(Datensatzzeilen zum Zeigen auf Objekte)
########

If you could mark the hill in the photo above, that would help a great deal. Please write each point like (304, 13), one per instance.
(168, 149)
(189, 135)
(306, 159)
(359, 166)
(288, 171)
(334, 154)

########

Deine Aufgabe
Stelle alle Einträge oben als JSON-Liste von Zeichenketten dar, mit einer Zeichenkette pro Zeile. Leerzeilen fallen weg.

Das Ergebnis
[
  "If you could mark the hill in the photo above, that would help a great deal. Please write each point like (304, 13), one per instance.",
  "(168, 149)",
  "(189, 135)",
  "(306, 159)",
  "(359, 166)",
  "(288, 171)",
  "(334, 154)"
]